Pull out every line of the material below that contains the string "jacket". The match is case-sensitive.

━━━━━ Source records

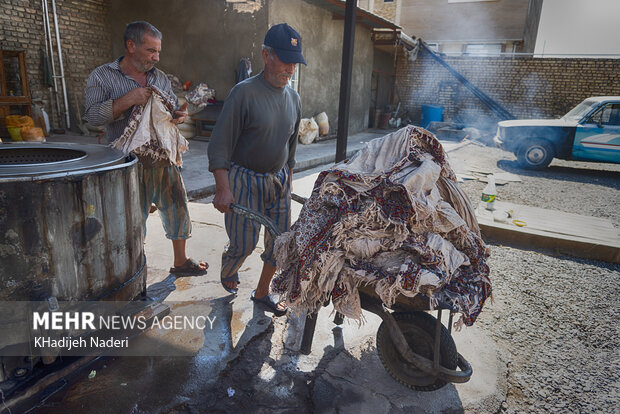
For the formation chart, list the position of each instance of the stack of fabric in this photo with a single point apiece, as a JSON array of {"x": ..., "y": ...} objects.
[
  {"x": 150, "y": 134},
  {"x": 394, "y": 218}
]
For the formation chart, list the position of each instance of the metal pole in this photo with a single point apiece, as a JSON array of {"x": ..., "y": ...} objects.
[
  {"x": 62, "y": 70},
  {"x": 51, "y": 54},
  {"x": 345, "y": 80}
]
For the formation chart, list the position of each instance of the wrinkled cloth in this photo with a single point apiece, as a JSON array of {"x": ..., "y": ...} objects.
[
  {"x": 151, "y": 135},
  {"x": 201, "y": 95},
  {"x": 392, "y": 218}
]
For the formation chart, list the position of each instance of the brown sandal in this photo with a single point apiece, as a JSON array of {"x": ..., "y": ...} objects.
[{"x": 191, "y": 267}]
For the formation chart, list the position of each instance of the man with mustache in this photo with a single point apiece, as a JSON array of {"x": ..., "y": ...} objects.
[
  {"x": 112, "y": 90},
  {"x": 252, "y": 155}
]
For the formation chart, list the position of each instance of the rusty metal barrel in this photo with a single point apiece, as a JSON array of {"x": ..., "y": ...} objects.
[{"x": 70, "y": 223}]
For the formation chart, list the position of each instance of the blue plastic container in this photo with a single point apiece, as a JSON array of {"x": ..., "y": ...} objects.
[{"x": 431, "y": 113}]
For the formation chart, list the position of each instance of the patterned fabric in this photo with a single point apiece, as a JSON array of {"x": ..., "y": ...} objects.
[
  {"x": 151, "y": 135},
  {"x": 380, "y": 219},
  {"x": 108, "y": 83},
  {"x": 164, "y": 187},
  {"x": 267, "y": 193}
]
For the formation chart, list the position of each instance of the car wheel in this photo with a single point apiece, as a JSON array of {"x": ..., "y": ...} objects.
[{"x": 535, "y": 154}]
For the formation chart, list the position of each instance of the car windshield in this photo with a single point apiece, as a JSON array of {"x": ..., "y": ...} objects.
[{"x": 580, "y": 110}]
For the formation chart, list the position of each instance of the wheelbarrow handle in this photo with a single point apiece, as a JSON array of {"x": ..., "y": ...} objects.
[
  {"x": 261, "y": 219},
  {"x": 256, "y": 217}
]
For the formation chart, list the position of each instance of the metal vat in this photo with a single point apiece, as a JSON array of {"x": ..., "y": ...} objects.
[{"x": 70, "y": 223}]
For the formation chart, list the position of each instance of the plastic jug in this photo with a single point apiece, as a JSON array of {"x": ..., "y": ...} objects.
[{"x": 488, "y": 194}]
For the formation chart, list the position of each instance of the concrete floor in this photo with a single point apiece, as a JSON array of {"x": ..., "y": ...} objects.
[{"x": 242, "y": 365}]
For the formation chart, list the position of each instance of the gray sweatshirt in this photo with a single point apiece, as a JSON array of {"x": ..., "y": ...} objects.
[{"x": 257, "y": 128}]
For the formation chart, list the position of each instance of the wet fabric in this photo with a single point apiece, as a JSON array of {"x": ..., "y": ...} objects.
[
  {"x": 266, "y": 193},
  {"x": 151, "y": 135},
  {"x": 392, "y": 218},
  {"x": 164, "y": 187}
]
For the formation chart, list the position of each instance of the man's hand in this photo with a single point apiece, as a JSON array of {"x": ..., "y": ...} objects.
[
  {"x": 180, "y": 115},
  {"x": 137, "y": 96},
  {"x": 223, "y": 199}
]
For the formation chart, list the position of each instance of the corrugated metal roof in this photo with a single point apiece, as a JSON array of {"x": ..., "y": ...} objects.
[{"x": 364, "y": 17}]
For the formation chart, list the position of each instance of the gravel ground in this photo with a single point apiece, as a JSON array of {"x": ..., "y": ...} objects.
[{"x": 555, "y": 318}]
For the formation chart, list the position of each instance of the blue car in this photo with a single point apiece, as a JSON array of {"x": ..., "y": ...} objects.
[{"x": 589, "y": 132}]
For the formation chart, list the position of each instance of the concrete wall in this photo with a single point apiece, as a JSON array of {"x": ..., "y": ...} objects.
[
  {"x": 84, "y": 37},
  {"x": 320, "y": 79},
  {"x": 203, "y": 40},
  {"x": 434, "y": 20},
  {"x": 527, "y": 87},
  {"x": 531, "y": 26}
]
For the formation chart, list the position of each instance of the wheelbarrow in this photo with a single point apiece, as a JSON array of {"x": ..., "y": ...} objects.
[{"x": 415, "y": 348}]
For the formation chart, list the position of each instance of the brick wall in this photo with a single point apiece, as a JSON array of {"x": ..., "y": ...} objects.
[
  {"x": 527, "y": 87},
  {"x": 84, "y": 38}
]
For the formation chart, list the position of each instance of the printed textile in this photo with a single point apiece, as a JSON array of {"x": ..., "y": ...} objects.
[
  {"x": 392, "y": 217},
  {"x": 150, "y": 134}
]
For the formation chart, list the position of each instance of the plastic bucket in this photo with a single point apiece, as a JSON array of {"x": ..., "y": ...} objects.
[
  {"x": 431, "y": 113},
  {"x": 15, "y": 133}
]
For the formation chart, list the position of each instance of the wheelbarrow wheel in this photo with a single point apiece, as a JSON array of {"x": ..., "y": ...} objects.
[{"x": 419, "y": 331}]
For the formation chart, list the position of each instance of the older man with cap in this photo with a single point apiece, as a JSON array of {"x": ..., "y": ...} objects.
[{"x": 252, "y": 155}]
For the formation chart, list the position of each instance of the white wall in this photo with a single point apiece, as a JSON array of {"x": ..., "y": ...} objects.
[{"x": 579, "y": 27}]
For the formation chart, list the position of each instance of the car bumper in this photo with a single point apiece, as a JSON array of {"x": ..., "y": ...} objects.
[{"x": 498, "y": 142}]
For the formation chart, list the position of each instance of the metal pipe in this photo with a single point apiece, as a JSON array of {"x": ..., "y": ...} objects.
[
  {"x": 62, "y": 70},
  {"x": 46, "y": 22},
  {"x": 345, "y": 79}
]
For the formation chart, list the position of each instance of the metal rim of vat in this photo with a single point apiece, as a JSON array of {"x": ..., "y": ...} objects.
[{"x": 45, "y": 161}]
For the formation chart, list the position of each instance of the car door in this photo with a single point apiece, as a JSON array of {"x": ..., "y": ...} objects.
[{"x": 598, "y": 137}]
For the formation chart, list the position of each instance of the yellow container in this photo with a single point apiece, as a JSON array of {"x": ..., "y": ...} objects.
[
  {"x": 18, "y": 121},
  {"x": 15, "y": 133}
]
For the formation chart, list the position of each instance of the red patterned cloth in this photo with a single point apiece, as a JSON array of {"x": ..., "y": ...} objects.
[{"x": 393, "y": 218}]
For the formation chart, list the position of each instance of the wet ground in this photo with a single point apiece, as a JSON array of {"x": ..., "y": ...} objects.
[{"x": 241, "y": 363}]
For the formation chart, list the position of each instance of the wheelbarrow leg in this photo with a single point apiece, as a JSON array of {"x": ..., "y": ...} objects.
[
  {"x": 338, "y": 318},
  {"x": 306, "y": 341}
]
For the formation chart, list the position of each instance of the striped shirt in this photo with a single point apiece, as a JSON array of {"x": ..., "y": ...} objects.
[{"x": 108, "y": 83}]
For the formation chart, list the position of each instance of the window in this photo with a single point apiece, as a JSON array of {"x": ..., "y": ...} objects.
[
  {"x": 294, "y": 81},
  {"x": 609, "y": 115}
]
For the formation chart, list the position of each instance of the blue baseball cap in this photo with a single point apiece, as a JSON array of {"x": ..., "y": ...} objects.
[{"x": 286, "y": 42}]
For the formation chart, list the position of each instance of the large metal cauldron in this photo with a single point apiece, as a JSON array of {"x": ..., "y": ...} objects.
[{"x": 70, "y": 223}]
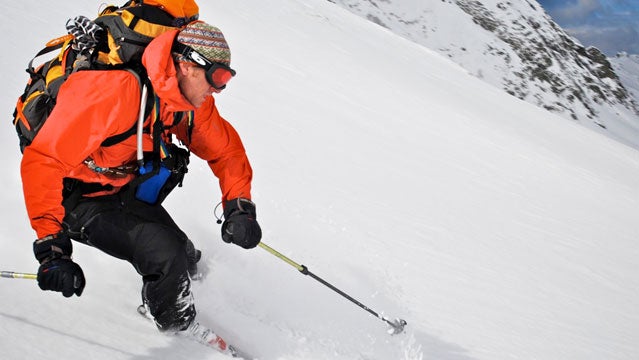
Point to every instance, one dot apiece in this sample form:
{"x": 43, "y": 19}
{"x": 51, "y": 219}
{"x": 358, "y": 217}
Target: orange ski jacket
{"x": 94, "y": 105}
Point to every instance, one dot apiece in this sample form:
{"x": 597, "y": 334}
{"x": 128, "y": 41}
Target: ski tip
{"x": 397, "y": 326}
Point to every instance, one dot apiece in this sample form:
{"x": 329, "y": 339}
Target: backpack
{"x": 116, "y": 39}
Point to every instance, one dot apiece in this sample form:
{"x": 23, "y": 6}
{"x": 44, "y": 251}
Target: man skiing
{"x": 78, "y": 187}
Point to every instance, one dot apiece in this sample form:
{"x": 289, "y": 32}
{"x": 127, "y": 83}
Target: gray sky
{"x": 610, "y": 25}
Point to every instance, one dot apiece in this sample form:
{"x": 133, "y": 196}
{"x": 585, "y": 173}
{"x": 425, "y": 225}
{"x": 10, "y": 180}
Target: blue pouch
{"x": 149, "y": 190}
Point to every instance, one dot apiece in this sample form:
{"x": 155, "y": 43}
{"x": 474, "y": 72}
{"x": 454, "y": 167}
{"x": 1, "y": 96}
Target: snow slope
{"x": 517, "y": 47}
{"x": 495, "y": 230}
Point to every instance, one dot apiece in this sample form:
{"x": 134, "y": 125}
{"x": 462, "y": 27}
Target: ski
{"x": 206, "y": 337}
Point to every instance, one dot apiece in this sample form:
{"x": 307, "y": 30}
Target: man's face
{"x": 193, "y": 84}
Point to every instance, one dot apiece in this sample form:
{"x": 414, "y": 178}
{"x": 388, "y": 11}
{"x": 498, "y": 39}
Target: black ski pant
{"x": 147, "y": 237}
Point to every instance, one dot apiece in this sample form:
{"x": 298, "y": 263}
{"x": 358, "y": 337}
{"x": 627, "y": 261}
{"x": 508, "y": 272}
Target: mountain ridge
{"x": 520, "y": 49}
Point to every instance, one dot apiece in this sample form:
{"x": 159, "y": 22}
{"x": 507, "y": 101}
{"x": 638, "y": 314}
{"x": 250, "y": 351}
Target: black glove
{"x": 240, "y": 223}
{"x": 57, "y": 272}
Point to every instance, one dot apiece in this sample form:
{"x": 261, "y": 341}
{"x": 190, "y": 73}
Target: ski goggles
{"x": 217, "y": 74}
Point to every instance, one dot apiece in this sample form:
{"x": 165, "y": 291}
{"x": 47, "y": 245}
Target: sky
{"x": 494, "y": 228}
{"x": 610, "y": 25}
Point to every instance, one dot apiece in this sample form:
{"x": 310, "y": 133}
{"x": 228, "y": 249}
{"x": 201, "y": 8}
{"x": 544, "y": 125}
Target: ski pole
{"x": 15, "y": 275}
{"x": 397, "y": 325}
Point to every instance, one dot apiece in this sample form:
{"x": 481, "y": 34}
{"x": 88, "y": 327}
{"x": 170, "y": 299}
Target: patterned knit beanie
{"x": 206, "y": 40}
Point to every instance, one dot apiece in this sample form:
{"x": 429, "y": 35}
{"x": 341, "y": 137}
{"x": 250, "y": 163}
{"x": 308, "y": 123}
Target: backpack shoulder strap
{"x": 148, "y": 107}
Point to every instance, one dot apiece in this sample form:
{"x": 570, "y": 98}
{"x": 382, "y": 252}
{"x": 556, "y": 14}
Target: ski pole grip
{"x": 15, "y": 275}
{"x": 300, "y": 268}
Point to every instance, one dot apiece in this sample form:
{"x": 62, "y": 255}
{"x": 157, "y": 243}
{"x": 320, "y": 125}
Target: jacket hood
{"x": 161, "y": 71}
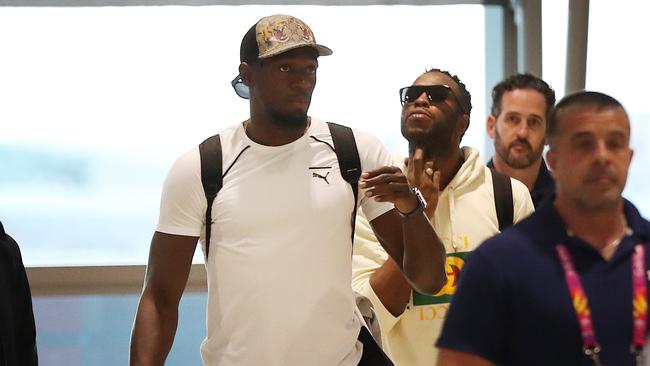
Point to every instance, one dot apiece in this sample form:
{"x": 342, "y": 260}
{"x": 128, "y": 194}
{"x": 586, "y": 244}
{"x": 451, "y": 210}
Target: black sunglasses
{"x": 240, "y": 88}
{"x": 435, "y": 93}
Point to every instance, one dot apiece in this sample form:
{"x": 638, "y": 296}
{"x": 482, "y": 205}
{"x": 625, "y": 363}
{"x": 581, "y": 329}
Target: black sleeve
{"x": 26, "y": 327}
{"x": 477, "y": 314}
{"x": 19, "y": 330}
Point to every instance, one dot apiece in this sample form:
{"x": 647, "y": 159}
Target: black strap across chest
{"x": 212, "y": 174}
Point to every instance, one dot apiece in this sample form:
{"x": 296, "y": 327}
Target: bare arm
{"x": 411, "y": 242}
{"x": 418, "y": 253}
{"x": 170, "y": 260}
{"x": 447, "y": 357}
{"x": 391, "y": 287}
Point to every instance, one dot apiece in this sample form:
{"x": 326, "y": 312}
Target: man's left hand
{"x": 389, "y": 184}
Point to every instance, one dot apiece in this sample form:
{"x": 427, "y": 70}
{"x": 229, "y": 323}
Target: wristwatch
{"x": 422, "y": 204}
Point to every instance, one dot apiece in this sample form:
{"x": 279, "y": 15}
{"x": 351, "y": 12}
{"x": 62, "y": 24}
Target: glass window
{"x": 99, "y": 101}
{"x": 617, "y": 64}
{"x": 96, "y": 329}
{"x": 554, "y": 42}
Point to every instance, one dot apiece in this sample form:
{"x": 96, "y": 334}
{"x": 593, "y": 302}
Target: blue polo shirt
{"x": 513, "y": 307}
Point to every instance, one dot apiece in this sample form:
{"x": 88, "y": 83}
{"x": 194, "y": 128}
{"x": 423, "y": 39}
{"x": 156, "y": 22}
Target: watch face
{"x": 419, "y": 195}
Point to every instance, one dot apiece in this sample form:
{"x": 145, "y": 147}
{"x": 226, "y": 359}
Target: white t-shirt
{"x": 280, "y": 256}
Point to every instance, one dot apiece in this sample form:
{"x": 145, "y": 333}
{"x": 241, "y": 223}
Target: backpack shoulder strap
{"x": 345, "y": 147}
{"x": 502, "y": 198}
{"x": 211, "y": 178}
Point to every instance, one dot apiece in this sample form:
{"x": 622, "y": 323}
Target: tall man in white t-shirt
{"x": 280, "y": 253}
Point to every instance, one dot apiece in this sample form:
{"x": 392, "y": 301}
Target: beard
{"x": 591, "y": 198}
{"x": 516, "y": 161}
{"x": 289, "y": 120}
{"x": 434, "y": 141}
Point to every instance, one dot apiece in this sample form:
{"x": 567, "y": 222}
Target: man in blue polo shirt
{"x": 567, "y": 286}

━━━━━━━━━━

Finished answer:
Target: orange ski jacket
Target: jacket hood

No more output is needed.